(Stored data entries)
###

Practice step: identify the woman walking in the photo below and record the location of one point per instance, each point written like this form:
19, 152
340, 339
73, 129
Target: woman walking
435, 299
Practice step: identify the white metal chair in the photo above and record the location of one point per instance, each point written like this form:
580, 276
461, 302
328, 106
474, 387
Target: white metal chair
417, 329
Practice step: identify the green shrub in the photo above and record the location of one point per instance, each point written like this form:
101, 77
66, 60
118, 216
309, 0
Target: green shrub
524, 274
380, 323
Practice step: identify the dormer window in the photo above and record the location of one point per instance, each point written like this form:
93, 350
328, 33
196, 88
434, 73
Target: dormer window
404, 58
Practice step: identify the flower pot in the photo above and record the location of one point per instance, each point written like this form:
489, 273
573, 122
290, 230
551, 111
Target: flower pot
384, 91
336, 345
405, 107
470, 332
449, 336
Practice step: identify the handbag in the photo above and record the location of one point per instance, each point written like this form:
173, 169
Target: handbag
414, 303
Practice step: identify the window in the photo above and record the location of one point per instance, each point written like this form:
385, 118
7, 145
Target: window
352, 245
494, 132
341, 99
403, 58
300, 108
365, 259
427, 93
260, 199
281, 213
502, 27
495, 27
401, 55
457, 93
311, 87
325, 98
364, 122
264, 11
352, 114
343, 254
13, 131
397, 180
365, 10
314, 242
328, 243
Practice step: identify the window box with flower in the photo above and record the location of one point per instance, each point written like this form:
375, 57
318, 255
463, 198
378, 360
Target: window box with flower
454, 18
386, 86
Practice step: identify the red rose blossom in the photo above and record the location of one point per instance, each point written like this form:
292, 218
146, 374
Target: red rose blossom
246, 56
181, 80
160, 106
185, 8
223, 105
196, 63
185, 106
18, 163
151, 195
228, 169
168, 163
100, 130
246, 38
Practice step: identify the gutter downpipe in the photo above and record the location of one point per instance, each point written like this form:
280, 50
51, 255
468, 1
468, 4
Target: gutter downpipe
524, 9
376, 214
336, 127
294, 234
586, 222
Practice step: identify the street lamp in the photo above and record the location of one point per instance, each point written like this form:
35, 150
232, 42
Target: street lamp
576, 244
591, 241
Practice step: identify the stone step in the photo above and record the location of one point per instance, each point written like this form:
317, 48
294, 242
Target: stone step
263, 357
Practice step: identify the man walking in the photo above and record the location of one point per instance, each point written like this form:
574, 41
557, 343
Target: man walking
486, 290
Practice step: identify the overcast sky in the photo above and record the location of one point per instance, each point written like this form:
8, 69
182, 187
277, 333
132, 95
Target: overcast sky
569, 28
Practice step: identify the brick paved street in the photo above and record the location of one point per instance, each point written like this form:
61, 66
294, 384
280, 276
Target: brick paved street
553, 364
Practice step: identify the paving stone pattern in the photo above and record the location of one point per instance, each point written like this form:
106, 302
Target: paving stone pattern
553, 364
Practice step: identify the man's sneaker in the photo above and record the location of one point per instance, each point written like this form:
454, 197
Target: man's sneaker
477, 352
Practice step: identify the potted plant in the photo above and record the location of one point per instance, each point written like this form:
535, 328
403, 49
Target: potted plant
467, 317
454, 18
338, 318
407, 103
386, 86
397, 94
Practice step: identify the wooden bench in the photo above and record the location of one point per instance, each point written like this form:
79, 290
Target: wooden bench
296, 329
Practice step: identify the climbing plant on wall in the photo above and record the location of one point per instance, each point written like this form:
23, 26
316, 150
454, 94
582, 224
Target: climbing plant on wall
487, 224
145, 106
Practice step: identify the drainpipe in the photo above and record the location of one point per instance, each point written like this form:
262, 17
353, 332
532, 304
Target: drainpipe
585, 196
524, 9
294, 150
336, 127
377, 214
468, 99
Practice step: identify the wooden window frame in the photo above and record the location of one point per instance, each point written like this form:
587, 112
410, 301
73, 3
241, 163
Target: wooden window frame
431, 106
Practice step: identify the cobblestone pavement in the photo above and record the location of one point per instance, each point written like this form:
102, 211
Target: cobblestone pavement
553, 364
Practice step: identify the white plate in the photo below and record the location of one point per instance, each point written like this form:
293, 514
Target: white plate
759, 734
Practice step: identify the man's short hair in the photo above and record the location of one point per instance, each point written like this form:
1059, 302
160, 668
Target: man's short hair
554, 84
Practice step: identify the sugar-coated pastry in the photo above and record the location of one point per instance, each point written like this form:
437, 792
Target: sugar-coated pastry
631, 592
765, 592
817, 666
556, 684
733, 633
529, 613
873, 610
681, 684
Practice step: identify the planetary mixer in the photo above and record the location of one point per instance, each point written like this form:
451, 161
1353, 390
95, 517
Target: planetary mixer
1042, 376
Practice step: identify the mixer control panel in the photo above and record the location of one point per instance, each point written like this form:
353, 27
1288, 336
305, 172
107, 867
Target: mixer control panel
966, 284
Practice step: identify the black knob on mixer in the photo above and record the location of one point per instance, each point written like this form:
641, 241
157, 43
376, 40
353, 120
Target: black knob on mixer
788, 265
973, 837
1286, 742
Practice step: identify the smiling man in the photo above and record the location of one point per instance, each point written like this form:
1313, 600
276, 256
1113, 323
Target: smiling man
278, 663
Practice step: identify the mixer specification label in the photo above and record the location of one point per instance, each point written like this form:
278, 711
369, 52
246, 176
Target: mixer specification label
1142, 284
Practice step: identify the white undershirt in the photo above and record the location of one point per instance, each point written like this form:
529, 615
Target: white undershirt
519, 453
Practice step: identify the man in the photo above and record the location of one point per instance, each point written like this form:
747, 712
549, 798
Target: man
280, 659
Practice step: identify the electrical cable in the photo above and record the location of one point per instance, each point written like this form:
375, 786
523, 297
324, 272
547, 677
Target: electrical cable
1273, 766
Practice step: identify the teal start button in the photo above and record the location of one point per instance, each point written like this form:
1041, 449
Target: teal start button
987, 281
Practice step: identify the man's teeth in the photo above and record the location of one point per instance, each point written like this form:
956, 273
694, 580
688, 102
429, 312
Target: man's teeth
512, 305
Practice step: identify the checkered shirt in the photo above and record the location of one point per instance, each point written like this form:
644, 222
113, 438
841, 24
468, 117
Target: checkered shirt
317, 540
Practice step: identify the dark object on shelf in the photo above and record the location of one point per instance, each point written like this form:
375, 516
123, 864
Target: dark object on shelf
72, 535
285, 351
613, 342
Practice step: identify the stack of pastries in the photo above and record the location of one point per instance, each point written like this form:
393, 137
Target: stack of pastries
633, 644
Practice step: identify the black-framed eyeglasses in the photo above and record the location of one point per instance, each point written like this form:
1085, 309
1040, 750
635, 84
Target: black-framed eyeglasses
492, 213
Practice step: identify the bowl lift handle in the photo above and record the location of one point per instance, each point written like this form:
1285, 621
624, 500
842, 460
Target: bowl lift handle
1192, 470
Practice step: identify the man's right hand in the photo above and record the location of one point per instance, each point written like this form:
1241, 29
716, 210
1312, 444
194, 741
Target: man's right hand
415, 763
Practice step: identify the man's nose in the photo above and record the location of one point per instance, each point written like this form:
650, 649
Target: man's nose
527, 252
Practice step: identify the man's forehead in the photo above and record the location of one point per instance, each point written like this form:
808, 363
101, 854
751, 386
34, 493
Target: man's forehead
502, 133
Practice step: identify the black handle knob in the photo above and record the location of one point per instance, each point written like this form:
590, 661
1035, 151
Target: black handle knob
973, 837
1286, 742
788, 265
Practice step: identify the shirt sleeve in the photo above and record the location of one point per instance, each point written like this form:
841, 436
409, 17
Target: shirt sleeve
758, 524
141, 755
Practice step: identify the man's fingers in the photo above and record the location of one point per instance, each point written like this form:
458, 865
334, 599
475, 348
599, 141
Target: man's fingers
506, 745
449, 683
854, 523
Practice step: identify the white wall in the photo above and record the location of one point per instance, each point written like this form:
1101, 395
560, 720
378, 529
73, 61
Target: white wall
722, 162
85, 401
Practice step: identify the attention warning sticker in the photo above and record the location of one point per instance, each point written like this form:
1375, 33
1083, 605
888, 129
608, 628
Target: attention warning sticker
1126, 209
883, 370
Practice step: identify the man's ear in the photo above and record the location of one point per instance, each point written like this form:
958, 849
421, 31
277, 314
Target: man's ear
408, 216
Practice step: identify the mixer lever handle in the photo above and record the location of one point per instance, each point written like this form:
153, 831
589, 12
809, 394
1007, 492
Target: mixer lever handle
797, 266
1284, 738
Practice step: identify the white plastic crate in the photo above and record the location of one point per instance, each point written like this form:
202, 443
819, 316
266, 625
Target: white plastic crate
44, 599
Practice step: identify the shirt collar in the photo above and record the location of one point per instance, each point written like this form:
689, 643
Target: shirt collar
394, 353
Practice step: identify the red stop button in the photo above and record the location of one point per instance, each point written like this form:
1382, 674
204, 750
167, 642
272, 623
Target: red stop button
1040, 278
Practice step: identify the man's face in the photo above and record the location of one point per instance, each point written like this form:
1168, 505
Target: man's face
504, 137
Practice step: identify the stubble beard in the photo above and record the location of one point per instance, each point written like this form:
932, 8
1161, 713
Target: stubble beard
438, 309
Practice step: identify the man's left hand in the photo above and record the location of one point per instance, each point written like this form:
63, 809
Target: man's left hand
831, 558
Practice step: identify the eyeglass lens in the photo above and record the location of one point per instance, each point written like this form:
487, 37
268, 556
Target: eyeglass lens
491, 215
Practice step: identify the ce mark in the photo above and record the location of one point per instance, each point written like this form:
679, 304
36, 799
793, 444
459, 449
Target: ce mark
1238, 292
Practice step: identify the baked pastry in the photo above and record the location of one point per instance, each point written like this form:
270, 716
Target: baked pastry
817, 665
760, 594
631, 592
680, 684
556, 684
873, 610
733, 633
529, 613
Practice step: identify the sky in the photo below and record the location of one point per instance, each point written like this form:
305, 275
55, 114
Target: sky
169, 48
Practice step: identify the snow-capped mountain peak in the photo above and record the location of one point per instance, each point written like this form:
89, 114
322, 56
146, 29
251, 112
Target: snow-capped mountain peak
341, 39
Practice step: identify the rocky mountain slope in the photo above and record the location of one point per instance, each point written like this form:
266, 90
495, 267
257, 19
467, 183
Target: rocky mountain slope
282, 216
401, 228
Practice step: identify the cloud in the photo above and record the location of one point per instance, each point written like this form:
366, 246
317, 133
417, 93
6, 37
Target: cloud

###

§ **ASSIGNMENT**:
Search the records for the word "cloud". Copy every line that has it.

§ **FINISHED EXERCISE**:
Practice step: identify the cloud in the photo above and record the location of one point per instance, each point written like this form:
Target: cloud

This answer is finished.